• **Data section**:
>>

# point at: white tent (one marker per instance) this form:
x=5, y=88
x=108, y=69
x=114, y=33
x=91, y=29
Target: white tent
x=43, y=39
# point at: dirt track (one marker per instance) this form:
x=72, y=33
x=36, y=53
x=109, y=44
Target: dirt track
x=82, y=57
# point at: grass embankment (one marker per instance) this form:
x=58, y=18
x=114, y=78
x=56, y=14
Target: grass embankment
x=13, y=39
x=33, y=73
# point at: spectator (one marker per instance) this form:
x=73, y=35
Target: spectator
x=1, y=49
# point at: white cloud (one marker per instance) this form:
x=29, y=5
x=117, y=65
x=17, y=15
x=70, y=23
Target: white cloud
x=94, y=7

<<
>>

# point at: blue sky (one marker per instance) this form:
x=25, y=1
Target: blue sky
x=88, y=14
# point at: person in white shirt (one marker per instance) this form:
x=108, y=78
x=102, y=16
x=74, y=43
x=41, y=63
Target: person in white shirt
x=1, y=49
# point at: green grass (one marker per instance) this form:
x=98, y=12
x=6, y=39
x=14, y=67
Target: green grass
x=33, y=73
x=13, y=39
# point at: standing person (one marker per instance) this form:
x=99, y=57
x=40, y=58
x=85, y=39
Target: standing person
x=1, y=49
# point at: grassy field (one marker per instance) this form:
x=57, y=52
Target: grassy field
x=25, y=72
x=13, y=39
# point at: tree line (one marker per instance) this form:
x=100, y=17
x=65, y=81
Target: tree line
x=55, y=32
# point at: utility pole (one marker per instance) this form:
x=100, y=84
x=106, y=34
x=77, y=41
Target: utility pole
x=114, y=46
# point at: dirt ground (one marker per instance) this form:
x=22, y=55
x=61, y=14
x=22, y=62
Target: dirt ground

<<

• **Aim**: Can you give the data again from the line containing "# point at: green" through the line containing "Target: dirt ground", swapping "telephone pole" in for "utility pole" and leaving everything else unchanged?

• **Written answer**:
# point at: green grass (one marker per instance) this form:
x=98, y=12
x=6, y=39
x=14, y=67
Target: green grass
x=33, y=73
x=13, y=39
# point at: standing person (one marker per instance) this form:
x=99, y=57
x=40, y=58
x=85, y=39
Target: standing person
x=1, y=49
# point at: grassy field (one marker per instance) this form:
x=57, y=52
Target: grassy field
x=25, y=72
x=13, y=39
# point at: tree line (one marker per instance) this form:
x=100, y=17
x=65, y=81
Target: tree line
x=55, y=32
# point at: telephone pole (one marker per instance) this form:
x=100, y=84
x=106, y=34
x=77, y=41
Target: telephone pole
x=114, y=46
# point at: dirt ground (one marker per instance) this form:
x=22, y=55
x=61, y=14
x=22, y=62
Target: dirt ground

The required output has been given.